How many lines of the material contain the string "jacket"? Reply with the number only.

** begin **

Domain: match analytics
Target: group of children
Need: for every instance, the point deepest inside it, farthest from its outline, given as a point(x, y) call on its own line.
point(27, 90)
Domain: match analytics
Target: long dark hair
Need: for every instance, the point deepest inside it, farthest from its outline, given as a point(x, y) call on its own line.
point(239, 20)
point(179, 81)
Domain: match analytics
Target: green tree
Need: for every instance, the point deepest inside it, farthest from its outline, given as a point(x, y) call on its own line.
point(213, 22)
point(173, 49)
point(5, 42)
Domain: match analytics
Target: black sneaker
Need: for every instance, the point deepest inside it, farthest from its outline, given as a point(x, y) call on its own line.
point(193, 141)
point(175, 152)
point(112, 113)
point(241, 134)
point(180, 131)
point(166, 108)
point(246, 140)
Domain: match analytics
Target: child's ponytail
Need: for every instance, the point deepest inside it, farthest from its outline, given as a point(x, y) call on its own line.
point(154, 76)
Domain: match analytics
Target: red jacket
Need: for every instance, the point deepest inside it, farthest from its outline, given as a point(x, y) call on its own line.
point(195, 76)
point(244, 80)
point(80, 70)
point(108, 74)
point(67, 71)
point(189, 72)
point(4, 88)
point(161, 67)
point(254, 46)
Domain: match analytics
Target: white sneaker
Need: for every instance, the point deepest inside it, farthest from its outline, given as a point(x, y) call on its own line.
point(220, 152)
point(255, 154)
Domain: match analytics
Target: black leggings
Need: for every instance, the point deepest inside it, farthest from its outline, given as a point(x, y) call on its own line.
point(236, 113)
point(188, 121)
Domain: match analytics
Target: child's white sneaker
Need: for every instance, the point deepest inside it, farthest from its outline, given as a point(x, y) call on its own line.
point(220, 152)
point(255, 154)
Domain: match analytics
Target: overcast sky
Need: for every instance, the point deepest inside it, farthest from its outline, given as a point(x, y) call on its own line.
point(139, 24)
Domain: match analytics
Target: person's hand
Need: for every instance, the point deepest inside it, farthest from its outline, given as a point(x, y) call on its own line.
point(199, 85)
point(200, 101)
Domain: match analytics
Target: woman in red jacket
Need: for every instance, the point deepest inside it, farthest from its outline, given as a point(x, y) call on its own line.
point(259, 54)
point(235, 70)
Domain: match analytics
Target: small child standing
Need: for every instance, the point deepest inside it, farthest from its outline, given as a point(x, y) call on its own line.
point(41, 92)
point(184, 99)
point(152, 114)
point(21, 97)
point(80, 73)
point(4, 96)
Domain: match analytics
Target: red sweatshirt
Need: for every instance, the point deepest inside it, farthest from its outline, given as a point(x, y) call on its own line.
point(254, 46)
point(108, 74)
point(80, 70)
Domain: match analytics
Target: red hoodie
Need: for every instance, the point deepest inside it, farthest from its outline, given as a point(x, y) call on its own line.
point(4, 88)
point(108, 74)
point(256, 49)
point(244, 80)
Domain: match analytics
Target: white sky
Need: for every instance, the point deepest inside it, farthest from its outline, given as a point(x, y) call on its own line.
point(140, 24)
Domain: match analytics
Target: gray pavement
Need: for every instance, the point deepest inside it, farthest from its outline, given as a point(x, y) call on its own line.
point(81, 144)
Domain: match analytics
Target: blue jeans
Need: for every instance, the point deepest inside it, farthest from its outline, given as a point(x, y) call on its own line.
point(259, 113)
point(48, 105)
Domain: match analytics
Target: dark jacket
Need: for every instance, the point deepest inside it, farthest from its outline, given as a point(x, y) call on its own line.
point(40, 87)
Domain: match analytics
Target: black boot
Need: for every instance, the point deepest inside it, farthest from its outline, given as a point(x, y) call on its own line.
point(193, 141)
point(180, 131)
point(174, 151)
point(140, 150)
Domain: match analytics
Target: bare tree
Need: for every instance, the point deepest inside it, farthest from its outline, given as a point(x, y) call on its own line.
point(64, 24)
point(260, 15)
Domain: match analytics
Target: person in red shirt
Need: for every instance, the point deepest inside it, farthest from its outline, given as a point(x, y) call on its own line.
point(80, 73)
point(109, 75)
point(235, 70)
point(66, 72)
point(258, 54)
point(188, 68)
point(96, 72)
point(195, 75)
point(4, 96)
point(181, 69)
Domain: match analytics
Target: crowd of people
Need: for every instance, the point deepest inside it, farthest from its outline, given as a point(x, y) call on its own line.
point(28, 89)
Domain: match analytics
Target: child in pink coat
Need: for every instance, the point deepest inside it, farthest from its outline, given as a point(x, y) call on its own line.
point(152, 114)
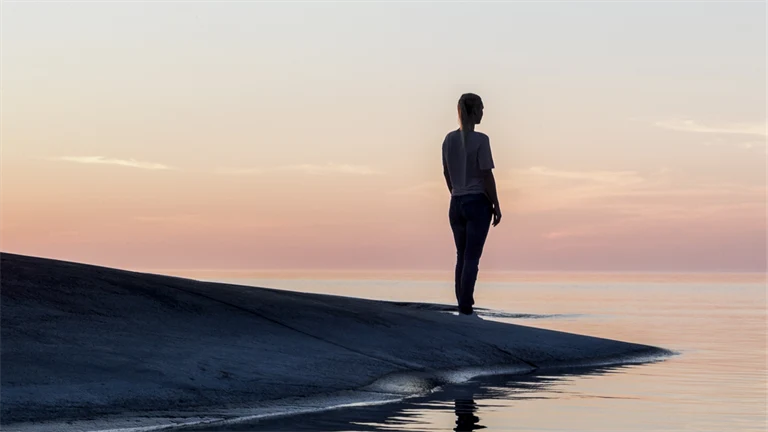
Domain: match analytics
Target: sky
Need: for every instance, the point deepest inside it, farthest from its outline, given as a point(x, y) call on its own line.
point(627, 136)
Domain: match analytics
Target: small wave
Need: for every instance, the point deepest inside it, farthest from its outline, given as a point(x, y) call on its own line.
point(491, 313)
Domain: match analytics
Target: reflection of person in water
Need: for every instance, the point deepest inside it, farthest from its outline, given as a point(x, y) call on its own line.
point(466, 420)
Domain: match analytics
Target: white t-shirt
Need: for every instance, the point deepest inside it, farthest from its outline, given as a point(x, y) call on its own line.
point(466, 163)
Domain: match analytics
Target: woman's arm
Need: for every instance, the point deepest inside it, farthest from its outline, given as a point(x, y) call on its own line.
point(490, 191)
point(447, 178)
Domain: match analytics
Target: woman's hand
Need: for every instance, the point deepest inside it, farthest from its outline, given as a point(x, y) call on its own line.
point(496, 215)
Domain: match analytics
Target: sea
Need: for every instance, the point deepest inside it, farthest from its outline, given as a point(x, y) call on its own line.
point(717, 381)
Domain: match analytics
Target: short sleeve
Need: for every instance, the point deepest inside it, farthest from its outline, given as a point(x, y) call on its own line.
point(484, 156)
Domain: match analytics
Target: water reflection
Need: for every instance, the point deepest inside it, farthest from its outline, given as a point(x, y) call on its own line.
point(466, 420)
point(458, 408)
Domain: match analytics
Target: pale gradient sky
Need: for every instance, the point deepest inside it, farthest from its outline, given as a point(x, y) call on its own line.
point(627, 136)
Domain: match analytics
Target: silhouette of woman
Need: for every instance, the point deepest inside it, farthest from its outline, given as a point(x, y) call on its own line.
point(467, 167)
point(466, 420)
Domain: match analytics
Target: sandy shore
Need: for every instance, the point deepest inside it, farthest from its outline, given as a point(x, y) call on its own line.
point(93, 348)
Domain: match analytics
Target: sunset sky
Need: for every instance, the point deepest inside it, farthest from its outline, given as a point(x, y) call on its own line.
point(237, 135)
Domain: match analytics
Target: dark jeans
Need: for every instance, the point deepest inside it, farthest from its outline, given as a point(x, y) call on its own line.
point(470, 217)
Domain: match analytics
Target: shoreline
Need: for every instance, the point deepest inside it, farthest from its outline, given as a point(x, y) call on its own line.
point(92, 344)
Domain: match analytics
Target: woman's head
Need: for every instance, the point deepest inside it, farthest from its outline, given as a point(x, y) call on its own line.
point(470, 109)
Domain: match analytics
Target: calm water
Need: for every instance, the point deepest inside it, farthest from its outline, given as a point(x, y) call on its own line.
point(719, 382)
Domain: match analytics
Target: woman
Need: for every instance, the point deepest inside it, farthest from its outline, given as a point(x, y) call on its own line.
point(467, 166)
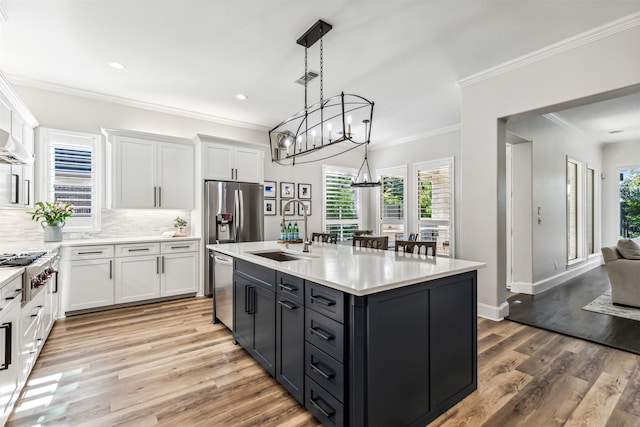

** end **

▶ ANSWER FOR THE TASK
3